**Stated problem:** Repeat exactly the lines from the line containing "point: pile of" to the last line of the listing, including both.

--- START OF Input material ---

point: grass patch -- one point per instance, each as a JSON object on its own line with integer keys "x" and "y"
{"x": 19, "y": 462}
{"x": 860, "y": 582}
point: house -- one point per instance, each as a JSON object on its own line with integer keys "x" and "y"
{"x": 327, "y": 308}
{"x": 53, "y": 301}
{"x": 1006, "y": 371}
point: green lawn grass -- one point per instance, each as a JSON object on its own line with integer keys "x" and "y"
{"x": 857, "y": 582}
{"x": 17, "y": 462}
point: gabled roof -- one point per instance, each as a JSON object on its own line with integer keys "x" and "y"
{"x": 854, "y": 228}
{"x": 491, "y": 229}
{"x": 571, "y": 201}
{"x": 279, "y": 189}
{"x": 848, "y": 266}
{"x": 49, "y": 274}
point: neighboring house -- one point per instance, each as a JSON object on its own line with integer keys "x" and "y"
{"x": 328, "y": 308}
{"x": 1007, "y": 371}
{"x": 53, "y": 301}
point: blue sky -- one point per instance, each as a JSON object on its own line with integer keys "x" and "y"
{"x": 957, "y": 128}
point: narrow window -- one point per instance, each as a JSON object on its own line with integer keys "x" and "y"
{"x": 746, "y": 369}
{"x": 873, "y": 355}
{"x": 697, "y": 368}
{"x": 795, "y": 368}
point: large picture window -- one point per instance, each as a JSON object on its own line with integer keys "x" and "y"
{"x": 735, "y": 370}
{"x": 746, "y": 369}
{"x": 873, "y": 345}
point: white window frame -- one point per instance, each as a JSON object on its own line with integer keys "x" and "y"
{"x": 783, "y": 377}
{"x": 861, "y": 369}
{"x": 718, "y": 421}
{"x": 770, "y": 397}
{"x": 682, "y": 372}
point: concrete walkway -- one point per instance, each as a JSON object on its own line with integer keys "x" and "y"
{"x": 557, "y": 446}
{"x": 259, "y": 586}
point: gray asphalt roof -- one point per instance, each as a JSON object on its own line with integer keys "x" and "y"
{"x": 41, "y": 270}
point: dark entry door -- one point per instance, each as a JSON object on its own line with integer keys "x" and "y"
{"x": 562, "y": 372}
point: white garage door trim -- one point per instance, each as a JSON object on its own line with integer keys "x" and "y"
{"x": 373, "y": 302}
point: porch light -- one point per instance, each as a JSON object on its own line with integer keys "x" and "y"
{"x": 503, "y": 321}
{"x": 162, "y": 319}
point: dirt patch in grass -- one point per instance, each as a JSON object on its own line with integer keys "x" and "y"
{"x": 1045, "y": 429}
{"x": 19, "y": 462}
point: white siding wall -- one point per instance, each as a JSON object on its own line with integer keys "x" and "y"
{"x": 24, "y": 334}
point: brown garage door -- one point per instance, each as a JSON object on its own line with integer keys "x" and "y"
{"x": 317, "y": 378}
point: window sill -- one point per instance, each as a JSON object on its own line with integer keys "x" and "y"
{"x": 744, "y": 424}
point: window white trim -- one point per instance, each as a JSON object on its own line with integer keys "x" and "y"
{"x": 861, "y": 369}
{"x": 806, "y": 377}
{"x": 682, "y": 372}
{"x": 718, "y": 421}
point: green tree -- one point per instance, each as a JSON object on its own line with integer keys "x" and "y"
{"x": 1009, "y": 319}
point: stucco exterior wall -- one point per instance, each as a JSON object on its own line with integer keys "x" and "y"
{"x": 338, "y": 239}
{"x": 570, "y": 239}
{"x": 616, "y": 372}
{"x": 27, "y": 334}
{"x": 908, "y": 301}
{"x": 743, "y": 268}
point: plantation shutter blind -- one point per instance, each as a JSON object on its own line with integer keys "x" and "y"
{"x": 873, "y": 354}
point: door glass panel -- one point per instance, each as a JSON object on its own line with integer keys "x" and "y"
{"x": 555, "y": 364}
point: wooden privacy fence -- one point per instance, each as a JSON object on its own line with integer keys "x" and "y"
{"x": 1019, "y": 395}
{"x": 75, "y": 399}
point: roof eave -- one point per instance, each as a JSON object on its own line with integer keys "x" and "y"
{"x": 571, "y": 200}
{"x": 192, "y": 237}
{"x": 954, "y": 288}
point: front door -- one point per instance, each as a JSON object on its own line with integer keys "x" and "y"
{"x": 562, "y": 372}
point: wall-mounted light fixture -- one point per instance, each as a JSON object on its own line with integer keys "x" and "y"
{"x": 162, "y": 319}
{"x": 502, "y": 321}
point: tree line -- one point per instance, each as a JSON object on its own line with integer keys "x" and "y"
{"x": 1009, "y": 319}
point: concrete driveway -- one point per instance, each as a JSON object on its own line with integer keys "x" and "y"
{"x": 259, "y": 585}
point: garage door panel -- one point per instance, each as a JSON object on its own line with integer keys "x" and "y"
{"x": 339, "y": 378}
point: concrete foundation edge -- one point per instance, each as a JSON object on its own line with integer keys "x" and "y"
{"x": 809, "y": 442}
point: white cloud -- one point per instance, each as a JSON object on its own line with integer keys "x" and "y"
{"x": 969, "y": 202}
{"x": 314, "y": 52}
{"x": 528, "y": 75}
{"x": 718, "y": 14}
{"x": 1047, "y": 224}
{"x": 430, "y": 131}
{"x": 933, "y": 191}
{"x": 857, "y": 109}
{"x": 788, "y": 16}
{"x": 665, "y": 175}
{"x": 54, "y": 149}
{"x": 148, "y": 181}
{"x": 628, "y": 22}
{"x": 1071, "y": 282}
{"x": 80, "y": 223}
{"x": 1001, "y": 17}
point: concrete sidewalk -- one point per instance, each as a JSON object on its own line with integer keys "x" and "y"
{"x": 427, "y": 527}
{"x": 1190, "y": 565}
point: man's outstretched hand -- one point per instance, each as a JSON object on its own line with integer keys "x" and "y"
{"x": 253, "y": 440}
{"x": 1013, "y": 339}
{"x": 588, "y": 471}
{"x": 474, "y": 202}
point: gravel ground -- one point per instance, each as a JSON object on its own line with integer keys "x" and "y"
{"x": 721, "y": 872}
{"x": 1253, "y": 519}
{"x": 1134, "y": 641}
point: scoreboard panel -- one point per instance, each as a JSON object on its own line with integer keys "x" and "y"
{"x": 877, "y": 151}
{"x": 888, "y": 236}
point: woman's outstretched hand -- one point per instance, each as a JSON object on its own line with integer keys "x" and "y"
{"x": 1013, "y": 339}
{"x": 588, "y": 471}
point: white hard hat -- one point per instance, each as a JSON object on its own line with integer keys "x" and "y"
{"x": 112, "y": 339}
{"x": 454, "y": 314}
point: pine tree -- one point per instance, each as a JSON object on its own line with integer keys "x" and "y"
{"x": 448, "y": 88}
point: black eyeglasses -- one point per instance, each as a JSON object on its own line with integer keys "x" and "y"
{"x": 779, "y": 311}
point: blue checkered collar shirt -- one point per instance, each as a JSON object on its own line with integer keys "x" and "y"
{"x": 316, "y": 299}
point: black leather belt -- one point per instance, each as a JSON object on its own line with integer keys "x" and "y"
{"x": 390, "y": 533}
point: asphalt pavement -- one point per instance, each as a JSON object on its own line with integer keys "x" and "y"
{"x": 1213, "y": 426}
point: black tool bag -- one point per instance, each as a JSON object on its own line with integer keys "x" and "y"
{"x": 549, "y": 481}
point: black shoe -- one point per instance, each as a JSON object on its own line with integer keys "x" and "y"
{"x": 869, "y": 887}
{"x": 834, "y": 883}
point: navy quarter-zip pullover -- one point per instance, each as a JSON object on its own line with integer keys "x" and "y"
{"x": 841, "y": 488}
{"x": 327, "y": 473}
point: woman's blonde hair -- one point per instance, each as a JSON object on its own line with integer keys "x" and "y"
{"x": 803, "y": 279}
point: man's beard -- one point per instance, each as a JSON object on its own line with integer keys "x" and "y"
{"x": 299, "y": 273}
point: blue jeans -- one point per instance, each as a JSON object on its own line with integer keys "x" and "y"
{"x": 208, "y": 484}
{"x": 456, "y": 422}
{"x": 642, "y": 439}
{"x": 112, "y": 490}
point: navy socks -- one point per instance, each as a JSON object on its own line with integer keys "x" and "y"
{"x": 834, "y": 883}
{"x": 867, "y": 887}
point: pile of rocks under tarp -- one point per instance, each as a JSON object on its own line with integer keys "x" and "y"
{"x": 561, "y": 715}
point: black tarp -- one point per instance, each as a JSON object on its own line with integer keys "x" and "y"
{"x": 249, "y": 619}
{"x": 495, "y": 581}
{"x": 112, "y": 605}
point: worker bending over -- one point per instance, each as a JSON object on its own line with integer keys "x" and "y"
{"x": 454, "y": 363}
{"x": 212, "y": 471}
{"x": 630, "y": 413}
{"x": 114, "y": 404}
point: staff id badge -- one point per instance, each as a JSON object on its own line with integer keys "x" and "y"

--- END OF Input material ---

**Output of the task:**
point: pile of rocks under tarp -- one point per instance, each as a JSON object on its own line with integer keys "x" and "y"
{"x": 561, "y": 715}
point: black tarp -- one point per instance, each as a JSON object on its own line with integer keys "x" and "y"
{"x": 249, "y": 619}
{"x": 495, "y": 581}
{"x": 112, "y": 605}
point: worker bending over -- one point per instance, each as a JSON object on its own line with integer keys "x" and "y"
{"x": 454, "y": 363}
{"x": 212, "y": 471}
{"x": 630, "y": 413}
{"x": 114, "y": 404}
point: staff id badge -- one point per instance, each as a JSON object on its own line with integer keys "x" and "y"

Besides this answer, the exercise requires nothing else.